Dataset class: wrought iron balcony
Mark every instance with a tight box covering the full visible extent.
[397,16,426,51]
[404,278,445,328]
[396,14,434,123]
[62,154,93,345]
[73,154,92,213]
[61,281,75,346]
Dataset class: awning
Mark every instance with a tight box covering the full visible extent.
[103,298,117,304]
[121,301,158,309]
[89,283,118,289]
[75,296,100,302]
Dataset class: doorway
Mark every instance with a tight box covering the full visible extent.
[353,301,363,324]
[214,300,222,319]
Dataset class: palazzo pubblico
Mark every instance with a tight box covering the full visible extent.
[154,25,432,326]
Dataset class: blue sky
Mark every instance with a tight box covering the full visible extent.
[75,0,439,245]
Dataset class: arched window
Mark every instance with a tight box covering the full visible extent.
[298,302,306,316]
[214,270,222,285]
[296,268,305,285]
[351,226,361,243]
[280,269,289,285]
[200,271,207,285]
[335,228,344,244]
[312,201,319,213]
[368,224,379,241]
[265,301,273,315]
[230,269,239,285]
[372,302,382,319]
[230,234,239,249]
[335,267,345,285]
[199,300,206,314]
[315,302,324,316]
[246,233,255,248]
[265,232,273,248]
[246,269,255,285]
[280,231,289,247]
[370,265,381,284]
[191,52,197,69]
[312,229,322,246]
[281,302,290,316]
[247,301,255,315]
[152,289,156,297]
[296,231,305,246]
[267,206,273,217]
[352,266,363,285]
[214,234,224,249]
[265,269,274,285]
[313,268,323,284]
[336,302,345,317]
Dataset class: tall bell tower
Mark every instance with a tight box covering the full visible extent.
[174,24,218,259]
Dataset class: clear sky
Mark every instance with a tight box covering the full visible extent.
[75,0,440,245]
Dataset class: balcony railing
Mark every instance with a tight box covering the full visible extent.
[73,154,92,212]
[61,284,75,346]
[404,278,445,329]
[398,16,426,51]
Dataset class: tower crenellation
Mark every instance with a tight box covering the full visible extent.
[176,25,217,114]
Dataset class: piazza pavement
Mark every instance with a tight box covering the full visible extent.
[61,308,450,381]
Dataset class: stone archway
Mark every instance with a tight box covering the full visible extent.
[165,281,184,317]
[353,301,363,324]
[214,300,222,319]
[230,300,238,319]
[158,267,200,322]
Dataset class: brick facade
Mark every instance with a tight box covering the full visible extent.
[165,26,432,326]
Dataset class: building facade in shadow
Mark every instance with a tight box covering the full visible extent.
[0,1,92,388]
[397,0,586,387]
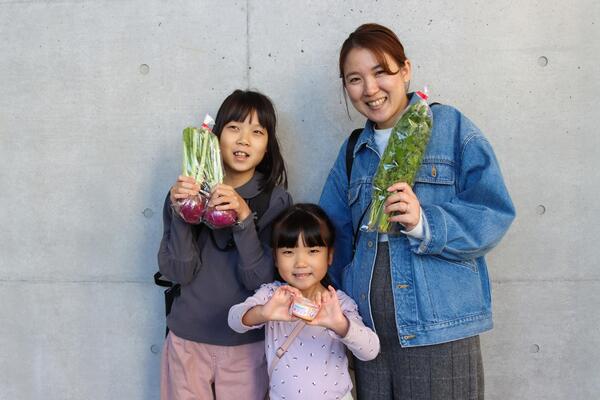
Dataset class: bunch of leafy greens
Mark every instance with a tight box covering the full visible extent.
[177,121,238,228]
[367,97,432,232]
[173,115,233,228]
[182,125,222,193]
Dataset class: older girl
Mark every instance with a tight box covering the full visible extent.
[159,90,292,399]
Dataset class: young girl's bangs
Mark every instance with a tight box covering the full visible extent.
[225,103,261,127]
[213,90,276,137]
[272,205,335,249]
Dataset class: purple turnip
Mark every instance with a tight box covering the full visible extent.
[176,194,208,224]
[203,206,237,229]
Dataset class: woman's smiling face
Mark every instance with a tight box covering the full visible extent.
[343,47,412,129]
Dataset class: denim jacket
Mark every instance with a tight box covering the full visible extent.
[319,96,515,347]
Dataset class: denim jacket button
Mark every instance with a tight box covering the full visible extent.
[431,165,437,177]
[360,293,366,301]
[396,284,409,289]
[367,240,374,248]
[403,335,416,340]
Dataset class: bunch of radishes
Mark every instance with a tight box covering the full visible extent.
[172,115,237,228]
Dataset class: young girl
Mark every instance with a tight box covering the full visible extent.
[158,89,292,400]
[228,203,380,400]
[320,24,515,399]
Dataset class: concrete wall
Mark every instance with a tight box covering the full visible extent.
[1,0,598,398]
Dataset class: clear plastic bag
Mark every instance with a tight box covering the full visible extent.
[202,206,238,229]
[365,89,433,233]
[172,114,238,228]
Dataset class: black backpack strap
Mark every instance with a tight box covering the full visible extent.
[154,271,180,336]
[345,128,363,183]
[154,271,172,288]
[247,186,273,226]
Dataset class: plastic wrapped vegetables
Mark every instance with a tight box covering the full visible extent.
[172,115,237,228]
[366,90,433,232]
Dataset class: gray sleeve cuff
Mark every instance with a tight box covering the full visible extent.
[232,213,256,232]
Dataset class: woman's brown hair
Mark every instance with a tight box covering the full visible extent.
[339,23,408,83]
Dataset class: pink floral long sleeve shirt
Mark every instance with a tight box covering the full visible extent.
[228,282,380,400]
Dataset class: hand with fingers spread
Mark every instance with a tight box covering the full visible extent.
[307,286,349,337]
[384,182,421,231]
[208,183,253,221]
[262,285,303,321]
[242,285,302,326]
[170,175,202,204]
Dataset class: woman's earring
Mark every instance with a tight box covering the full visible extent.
[404,80,410,91]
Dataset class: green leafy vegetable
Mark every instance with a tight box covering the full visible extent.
[367,96,432,232]
[182,125,222,192]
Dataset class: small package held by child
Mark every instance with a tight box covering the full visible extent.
[171,114,238,228]
[290,297,319,321]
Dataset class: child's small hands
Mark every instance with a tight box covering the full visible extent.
[208,183,252,221]
[385,182,421,231]
[261,285,302,322]
[170,175,201,204]
[307,286,349,337]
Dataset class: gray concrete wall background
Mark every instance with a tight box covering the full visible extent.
[1,0,598,399]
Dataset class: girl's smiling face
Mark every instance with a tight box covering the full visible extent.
[219,110,268,187]
[275,235,334,298]
[343,47,411,129]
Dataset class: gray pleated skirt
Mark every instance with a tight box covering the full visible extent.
[354,242,484,400]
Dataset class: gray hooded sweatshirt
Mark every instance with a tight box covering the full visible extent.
[158,173,292,345]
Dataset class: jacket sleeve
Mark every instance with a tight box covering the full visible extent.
[232,188,293,291]
[411,134,516,260]
[319,141,354,288]
[157,194,203,285]
[328,291,380,361]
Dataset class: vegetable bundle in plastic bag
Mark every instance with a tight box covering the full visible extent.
[366,89,433,233]
[172,114,238,228]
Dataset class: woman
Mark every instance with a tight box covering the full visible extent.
[319,23,515,399]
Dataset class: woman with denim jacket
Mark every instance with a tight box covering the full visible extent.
[319,23,515,399]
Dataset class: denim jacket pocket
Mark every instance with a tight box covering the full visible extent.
[431,255,478,273]
[413,161,456,204]
[414,161,455,185]
[414,254,484,322]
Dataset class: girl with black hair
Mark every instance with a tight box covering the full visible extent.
[158,89,292,399]
[229,203,379,400]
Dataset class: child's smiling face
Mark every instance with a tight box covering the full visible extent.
[275,235,333,297]
[219,110,268,186]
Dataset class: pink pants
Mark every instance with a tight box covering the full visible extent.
[161,331,268,400]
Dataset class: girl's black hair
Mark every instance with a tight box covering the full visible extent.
[212,89,288,192]
[271,203,337,288]
[271,203,336,250]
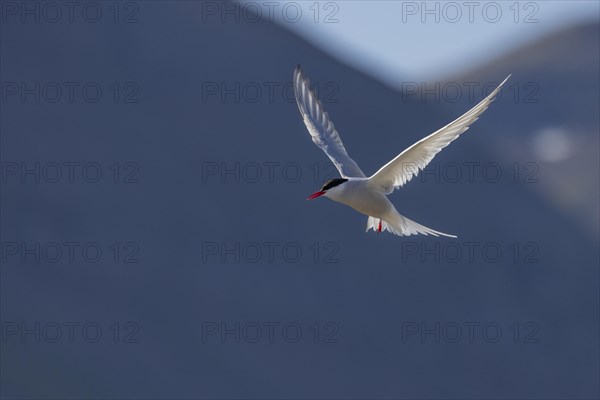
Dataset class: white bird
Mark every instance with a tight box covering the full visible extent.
[293,65,510,238]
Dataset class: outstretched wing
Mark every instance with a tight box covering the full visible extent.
[369,75,511,193]
[293,65,366,178]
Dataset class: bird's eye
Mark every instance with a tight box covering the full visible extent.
[321,180,334,191]
[321,178,347,191]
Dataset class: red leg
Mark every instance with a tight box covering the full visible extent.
[378,220,382,233]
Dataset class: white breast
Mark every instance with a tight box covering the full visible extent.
[324,179,394,218]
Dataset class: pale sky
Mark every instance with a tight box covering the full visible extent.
[239,0,599,85]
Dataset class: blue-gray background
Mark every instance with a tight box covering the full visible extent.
[1,1,599,398]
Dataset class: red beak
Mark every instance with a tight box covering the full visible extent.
[307,190,326,200]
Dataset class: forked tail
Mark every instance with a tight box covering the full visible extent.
[366,212,457,238]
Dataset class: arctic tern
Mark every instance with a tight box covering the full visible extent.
[293,65,510,237]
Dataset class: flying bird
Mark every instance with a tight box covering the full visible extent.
[293,65,510,238]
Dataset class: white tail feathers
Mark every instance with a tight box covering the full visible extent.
[366,213,457,238]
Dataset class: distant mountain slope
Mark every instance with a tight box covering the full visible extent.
[445,22,599,237]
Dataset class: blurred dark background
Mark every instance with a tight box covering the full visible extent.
[1,1,598,398]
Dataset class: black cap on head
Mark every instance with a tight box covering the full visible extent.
[321,178,348,191]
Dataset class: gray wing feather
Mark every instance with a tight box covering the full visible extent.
[293,66,366,178]
[369,75,511,193]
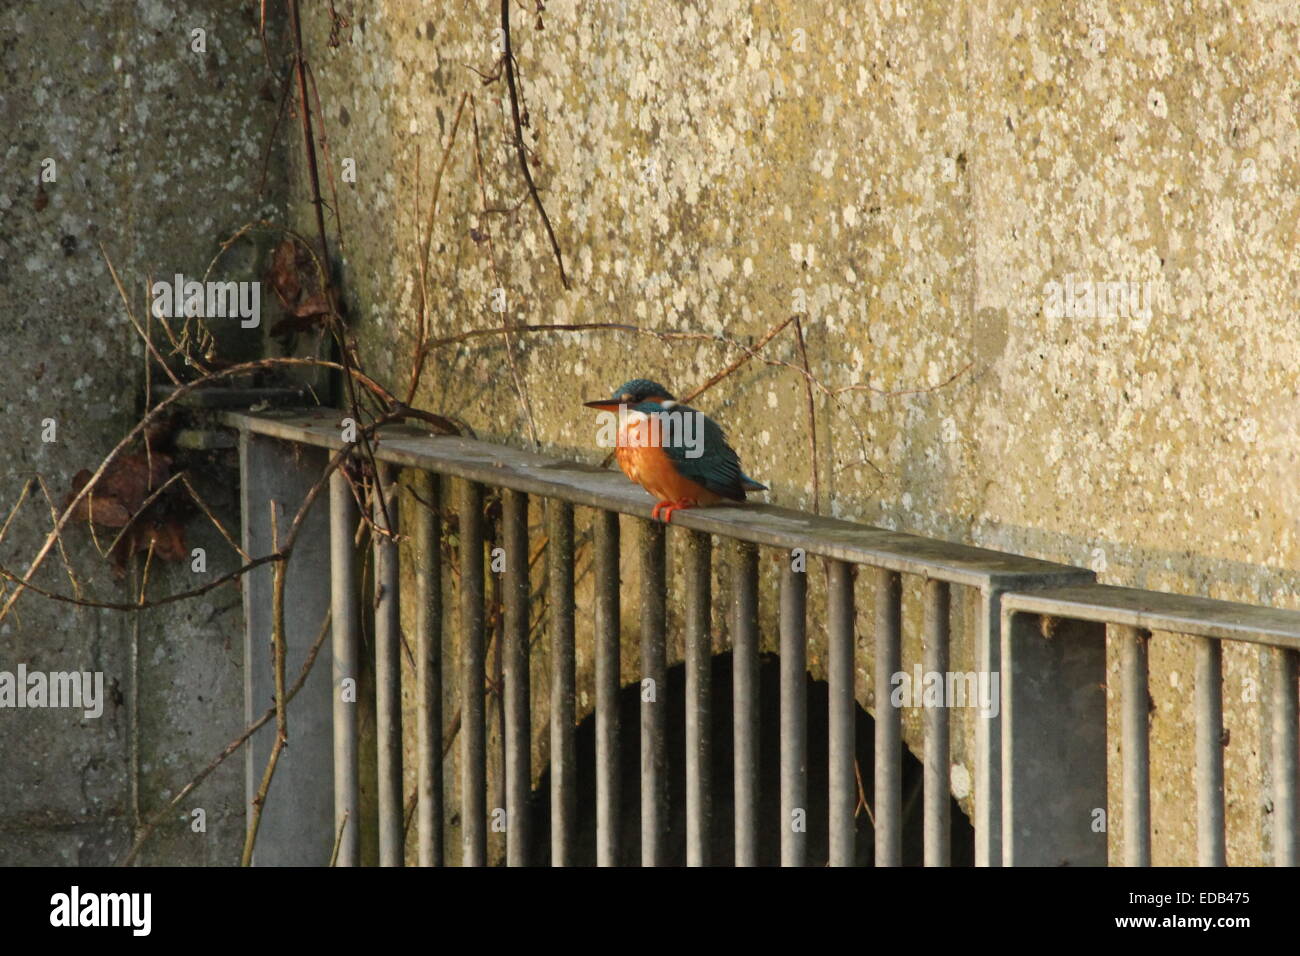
☆ ☆ ☆
### WHAT THIS TASK INVOLVES
Which lines run from the first of the listing to the line containing "Dataset class: awning"? Reproduce those exactly, both ends included.

### REPLY TO THE EXERCISE
Dataset class: wrought iron balcony
Mark every instance with a tight box covering the full visible extent.
[397,16,426,51]
[404,278,445,328]
[396,14,434,123]
[62,154,93,345]
[73,154,92,213]
[61,281,75,346]
Dataset class: awning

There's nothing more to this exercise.